• [PROBLEMS]:
A. According to the passage on legacy well leakage, which legacy well is the closest to a nearby injection well?
B. Restate word for word the passage on legacy well leakage, everything from "The analysis for" down to "to well #15.".

• [PROVIDED PASSAGE]:
● ● ● ● ● ● ●
The analysis for a list of representative legacy wells is summarized in Table 5. Table 5 lists the representative legacy well location, mean cumulative CO2 and brine leakages to the groundwater aquifer at the end of the 50-year post-injection monitoring period, and also the relative distance of the legacy well from a nearby injection well (i.e., closer or far away from the nearby injection well).
Figure 14 shows the wellbore pressure for the selected legacy wells. It shows wells #7 and #15 have higher wellbore pressure during the time from year 10 to year 25, with well #7 showing the generally highest pressure during this time period. Figure 15 shows that well #15 displays much higher CO2 saturation, wells #6 and #7 show lower CO2 saturation, and wells #11 and #22 show an order of magnitude lower amount of CO2 saturation compared to well #15.
Figure 16 and Figure 17 show the cumulative CO2 and brine leakage to the groundwater aquifer from the selected wells. Well #7 displays the highest cumulative CO2 and brine leakage to the groundwater aquifer. For brine leakage, well #7 displays the highest amount of cumulative leakage, followed by well #15, then well #6, and then wells #11 and #22. CO2 and brine leak very fast through an open well, and leak all CO2 and brine at the well location quickly.
For open well scenario individual well analysis, the situation with multiple injection wells and legacy wells mingled together seems to complicate the analysis in terms of the impact of wellbore pressure, CO2 saturation, and the distance between a legacy well and a nearby injection well on the potential legacy well CO2 and brine leakage. For example, well #6 is farther away from a nearby injection well compared to well #7, but it shows about the same level of CO2 saturation compared to well #7, and it does not show any CO2 leakage. Well #11 is a legacy well that is the closest to a nearby injection well; however, it does not show CO2 leakage either. Well #15 shows the highest level of CO2 saturation, but it has less CO2 leakage compared to well #7, which has a lower level of CO2 saturation but generally higher wellbore pressure during the time period of year 10 to year 25.
● ● ● ● ● ● ●
• [MATERIAL]:
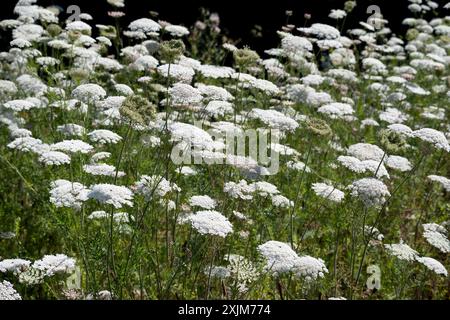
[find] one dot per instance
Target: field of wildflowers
(156, 161)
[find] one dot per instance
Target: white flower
(51, 264)
(145, 63)
(433, 136)
(123, 89)
(310, 268)
(371, 191)
(176, 71)
(214, 93)
(328, 192)
(274, 119)
(204, 202)
(321, 31)
(215, 72)
(100, 156)
(433, 265)
(264, 188)
(218, 272)
(102, 170)
(116, 196)
(149, 186)
(68, 194)
(54, 158)
(218, 108)
(79, 26)
(47, 61)
(73, 146)
(19, 105)
(337, 14)
(393, 115)
(298, 166)
(28, 144)
(211, 222)
(176, 31)
(144, 25)
(402, 251)
(7, 87)
(117, 3)
(436, 236)
(294, 44)
(239, 190)
(14, 265)
(445, 182)
(187, 171)
(281, 259)
(401, 129)
(103, 136)
(89, 93)
(366, 151)
(281, 201)
(7, 292)
(337, 110)
(184, 95)
(71, 129)
(398, 163)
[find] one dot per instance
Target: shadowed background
(238, 17)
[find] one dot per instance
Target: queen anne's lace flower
(117, 196)
(328, 192)
(55, 158)
(103, 136)
(279, 256)
(445, 182)
(274, 119)
(14, 265)
(7, 292)
(90, 92)
(150, 186)
(436, 235)
(433, 265)
(68, 194)
(433, 136)
(72, 146)
(402, 251)
(102, 169)
(211, 222)
(204, 202)
(239, 190)
(371, 191)
(366, 151)
(51, 264)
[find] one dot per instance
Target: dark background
● ● ● ● ● ● ●
• [PER-TASK OUTPUTS]:
A. Well #11

B.
The analysis for a list of representative legacy wells is summarized in Table 5. Table 5 lists the representative legacy well location, mean cumulative CO2 and brine leakages to the groundwater aquifer at the end of the 50-year post-injection monitoring period, and also the relative distance of the legacy well from a nearby injection well (i.e., closer or far away from the nearby injection well).
Figure 14 shows the wellbore pressure for the selected legacy wells. It shows wells #7 and #15 have higher wellbore pressure during the time from year 10 to year 25, with well #7 showing the generally highest pressure during this time period. Figure 15 shows that well #15 displays much higher CO2 saturation, wells #6 and #7 show lower CO2 saturation, and wells #11 and #22 show an order of magnitude lower amount of CO2 saturation compared to well #15.